WORK INSTRUCTIONS: Go through the items below and list every line that contains the word "fruit", matching its case exactly.
——————————
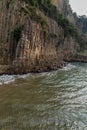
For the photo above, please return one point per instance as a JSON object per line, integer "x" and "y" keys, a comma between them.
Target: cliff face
{"x": 36, "y": 43}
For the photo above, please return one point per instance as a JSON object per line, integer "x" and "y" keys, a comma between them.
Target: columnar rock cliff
{"x": 31, "y": 38}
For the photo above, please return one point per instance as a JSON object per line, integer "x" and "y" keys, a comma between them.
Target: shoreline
{"x": 12, "y": 70}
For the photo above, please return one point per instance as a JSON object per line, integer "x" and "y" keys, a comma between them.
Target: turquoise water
{"x": 55, "y": 100}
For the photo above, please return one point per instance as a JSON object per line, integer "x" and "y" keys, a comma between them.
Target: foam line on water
{"x": 68, "y": 67}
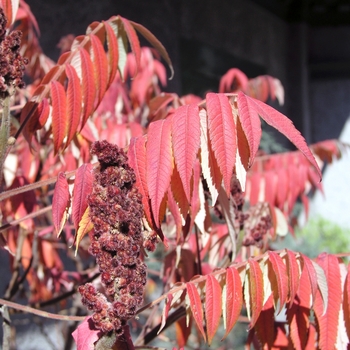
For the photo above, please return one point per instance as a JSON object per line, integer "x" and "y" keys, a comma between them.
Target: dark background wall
{"x": 205, "y": 38}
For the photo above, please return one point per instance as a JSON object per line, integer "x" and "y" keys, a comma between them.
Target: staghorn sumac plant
{"x": 98, "y": 157}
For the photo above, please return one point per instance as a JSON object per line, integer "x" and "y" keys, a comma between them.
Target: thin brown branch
{"x": 41, "y": 313}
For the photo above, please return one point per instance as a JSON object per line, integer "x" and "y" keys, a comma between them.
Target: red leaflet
{"x": 282, "y": 186}
{"x": 279, "y": 268}
{"x": 328, "y": 321}
{"x": 100, "y": 66}
{"x": 265, "y": 325}
{"x": 74, "y": 100}
{"x": 88, "y": 85}
{"x": 113, "y": 52}
{"x": 222, "y": 133}
{"x": 186, "y": 141}
{"x": 60, "y": 203}
{"x": 137, "y": 160}
{"x": 256, "y": 290}
{"x": 233, "y": 299}
{"x": 279, "y": 122}
{"x": 165, "y": 312}
{"x": 133, "y": 40}
{"x": 213, "y": 306}
{"x": 59, "y": 115}
{"x": 179, "y": 192}
{"x": 175, "y": 211}
{"x": 299, "y": 312}
{"x": 311, "y": 272}
{"x": 195, "y": 200}
{"x": 195, "y": 306}
{"x": 155, "y": 43}
{"x": 250, "y": 124}
{"x": 38, "y": 118}
{"x": 82, "y": 188}
{"x": 255, "y": 186}
{"x": 159, "y": 163}
{"x": 346, "y": 302}
{"x": 183, "y": 331}
{"x": 242, "y": 144}
{"x": 293, "y": 275}
{"x": 270, "y": 187}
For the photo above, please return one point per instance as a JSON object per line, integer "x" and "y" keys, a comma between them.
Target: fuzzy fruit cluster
{"x": 116, "y": 211}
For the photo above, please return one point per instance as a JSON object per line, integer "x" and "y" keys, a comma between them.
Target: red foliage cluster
{"x": 12, "y": 64}
{"x": 116, "y": 212}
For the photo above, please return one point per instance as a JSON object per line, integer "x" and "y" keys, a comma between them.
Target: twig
{"x": 6, "y": 326}
{"x": 40, "y": 313}
{"x": 16, "y": 265}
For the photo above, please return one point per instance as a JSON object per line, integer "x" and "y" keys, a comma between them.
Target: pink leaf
{"x": 256, "y": 108}
{"x": 222, "y": 133}
{"x": 213, "y": 305}
{"x": 234, "y": 298}
{"x": 186, "y": 141}
{"x": 137, "y": 160}
{"x": 59, "y": 115}
{"x": 251, "y": 125}
{"x": 74, "y": 100}
{"x": 196, "y": 306}
{"x": 159, "y": 163}
{"x": 60, "y": 203}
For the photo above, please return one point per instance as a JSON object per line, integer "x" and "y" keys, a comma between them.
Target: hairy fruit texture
{"x": 116, "y": 212}
{"x": 12, "y": 64}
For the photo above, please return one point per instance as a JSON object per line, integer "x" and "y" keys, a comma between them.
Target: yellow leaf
{"x": 85, "y": 225}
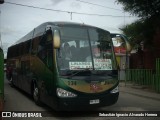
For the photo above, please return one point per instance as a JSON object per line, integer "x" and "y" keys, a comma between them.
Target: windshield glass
{"x": 85, "y": 48}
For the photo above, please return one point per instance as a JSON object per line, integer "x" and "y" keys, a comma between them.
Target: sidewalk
{"x": 138, "y": 90}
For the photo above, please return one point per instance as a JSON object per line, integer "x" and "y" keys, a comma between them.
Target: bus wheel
{"x": 36, "y": 95}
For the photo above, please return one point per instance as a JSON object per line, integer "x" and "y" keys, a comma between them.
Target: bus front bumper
{"x": 87, "y": 103}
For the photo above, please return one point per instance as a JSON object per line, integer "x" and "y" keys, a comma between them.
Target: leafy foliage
{"x": 145, "y": 28}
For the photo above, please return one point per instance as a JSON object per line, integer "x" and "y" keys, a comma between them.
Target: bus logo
{"x": 94, "y": 87}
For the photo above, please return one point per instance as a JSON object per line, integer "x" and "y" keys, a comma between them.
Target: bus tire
{"x": 36, "y": 95}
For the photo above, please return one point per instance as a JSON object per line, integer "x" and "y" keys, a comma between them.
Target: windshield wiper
{"x": 81, "y": 70}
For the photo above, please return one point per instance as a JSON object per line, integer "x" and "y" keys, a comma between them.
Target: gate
{"x": 145, "y": 76}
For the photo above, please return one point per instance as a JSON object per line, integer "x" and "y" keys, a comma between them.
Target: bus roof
{"x": 38, "y": 31}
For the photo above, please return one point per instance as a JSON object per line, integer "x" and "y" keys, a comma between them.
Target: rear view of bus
{"x": 87, "y": 69}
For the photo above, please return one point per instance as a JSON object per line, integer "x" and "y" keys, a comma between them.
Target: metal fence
{"x": 145, "y": 76}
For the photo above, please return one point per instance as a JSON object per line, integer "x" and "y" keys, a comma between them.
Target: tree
{"x": 145, "y": 28}
{"x": 1, "y": 1}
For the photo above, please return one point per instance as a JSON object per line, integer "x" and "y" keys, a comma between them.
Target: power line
{"x": 99, "y": 5}
{"x": 70, "y": 12}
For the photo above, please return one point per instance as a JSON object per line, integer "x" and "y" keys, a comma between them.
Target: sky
{"x": 16, "y": 19}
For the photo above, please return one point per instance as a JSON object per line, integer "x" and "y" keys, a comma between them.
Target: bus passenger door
{"x": 25, "y": 78}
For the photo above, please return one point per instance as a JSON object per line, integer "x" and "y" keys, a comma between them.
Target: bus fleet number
{"x": 72, "y": 83}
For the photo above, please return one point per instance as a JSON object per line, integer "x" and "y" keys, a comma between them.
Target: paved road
{"x": 17, "y": 100}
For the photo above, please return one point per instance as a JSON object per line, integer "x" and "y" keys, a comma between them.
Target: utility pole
{"x": 1, "y": 2}
{"x": 2, "y": 73}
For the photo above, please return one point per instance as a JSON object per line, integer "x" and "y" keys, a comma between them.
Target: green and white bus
{"x": 66, "y": 65}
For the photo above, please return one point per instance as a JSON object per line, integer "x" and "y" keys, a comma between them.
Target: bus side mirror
{"x": 128, "y": 47}
{"x": 118, "y": 41}
{"x": 56, "y": 39}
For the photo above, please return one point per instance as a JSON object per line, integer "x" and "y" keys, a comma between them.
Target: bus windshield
{"x": 85, "y": 49}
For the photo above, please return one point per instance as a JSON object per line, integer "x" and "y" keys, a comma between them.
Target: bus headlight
{"x": 64, "y": 93}
{"x": 115, "y": 90}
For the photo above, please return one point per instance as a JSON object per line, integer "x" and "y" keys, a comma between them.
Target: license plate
{"x": 96, "y": 101}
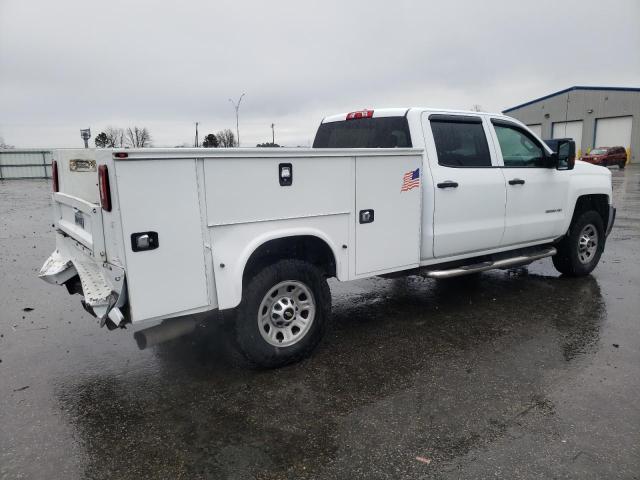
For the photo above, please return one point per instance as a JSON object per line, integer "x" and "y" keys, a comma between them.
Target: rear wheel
{"x": 580, "y": 250}
{"x": 283, "y": 313}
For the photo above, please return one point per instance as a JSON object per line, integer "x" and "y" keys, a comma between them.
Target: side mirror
{"x": 564, "y": 153}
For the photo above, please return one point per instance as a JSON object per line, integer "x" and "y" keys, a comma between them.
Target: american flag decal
{"x": 411, "y": 180}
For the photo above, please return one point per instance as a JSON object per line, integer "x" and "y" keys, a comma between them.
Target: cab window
{"x": 460, "y": 141}
{"x": 518, "y": 148}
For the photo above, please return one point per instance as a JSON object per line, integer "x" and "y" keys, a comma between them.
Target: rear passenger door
{"x": 469, "y": 188}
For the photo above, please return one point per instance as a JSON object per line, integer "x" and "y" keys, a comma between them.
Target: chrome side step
{"x": 481, "y": 267}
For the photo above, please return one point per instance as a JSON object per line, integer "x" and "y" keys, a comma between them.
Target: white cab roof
{"x": 401, "y": 112}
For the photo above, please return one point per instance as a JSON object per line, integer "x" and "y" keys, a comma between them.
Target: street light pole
{"x": 237, "y": 107}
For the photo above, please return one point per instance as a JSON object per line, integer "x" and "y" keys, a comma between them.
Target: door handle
{"x": 367, "y": 216}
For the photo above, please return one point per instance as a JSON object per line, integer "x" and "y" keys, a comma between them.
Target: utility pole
{"x": 237, "y": 107}
{"x": 85, "y": 134}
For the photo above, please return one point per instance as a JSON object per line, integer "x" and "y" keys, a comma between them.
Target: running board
{"x": 481, "y": 267}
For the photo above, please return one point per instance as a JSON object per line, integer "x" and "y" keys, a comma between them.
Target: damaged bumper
{"x": 102, "y": 287}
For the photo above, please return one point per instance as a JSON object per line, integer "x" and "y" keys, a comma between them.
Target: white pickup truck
{"x": 151, "y": 236}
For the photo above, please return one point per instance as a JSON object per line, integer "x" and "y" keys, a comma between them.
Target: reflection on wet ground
{"x": 513, "y": 374}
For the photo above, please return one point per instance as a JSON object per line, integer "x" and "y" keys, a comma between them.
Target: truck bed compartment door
{"x": 388, "y": 212}
{"x": 159, "y": 198}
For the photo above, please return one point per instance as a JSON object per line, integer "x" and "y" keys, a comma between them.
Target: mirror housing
{"x": 564, "y": 153}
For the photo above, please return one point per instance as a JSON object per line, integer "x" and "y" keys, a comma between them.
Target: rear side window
{"x": 382, "y": 132}
{"x": 461, "y": 144}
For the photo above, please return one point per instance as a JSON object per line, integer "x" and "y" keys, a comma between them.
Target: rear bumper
{"x": 612, "y": 218}
{"x": 102, "y": 284}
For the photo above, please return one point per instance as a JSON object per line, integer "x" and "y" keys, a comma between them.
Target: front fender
{"x": 587, "y": 179}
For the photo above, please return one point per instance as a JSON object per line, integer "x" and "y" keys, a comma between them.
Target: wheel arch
{"x": 300, "y": 243}
{"x": 592, "y": 201}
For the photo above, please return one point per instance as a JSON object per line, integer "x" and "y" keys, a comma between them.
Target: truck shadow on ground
{"x": 442, "y": 367}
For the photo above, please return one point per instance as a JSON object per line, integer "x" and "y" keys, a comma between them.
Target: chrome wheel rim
{"x": 587, "y": 243}
{"x": 286, "y": 313}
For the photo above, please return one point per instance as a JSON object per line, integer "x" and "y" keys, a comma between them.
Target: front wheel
{"x": 580, "y": 250}
{"x": 283, "y": 313}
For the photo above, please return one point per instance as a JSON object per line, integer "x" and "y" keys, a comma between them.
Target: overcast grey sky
{"x": 66, "y": 65}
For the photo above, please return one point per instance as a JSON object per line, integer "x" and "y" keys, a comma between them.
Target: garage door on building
{"x": 536, "y": 128}
{"x": 613, "y": 132}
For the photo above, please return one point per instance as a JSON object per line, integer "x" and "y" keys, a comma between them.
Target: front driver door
{"x": 469, "y": 188}
{"x": 536, "y": 194}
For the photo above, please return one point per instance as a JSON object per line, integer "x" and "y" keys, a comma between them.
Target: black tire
{"x": 568, "y": 259}
{"x": 256, "y": 349}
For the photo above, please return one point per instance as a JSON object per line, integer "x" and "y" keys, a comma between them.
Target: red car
{"x": 606, "y": 156}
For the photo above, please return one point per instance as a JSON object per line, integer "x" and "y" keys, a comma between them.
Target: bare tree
{"x": 137, "y": 137}
{"x": 115, "y": 137}
{"x": 226, "y": 138}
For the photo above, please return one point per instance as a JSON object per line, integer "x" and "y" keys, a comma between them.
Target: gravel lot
{"x": 509, "y": 374}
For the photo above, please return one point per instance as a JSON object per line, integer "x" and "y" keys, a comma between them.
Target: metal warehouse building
{"x": 592, "y": 116}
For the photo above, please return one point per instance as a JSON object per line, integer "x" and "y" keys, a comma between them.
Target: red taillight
{"x": 105, "y": 191}
{"x": 360, "y": 114}
{"x": 54, "y": 176}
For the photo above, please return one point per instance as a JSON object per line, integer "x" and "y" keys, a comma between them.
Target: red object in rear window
{"x": 105, "y": 191}
{"x": 360, "y": 114}
{"x": 54, "y": 176}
——————————
RESULT FOR THIS EXERCISE:
Target: fuzzy fruit cluster
Target: hairy fruit texture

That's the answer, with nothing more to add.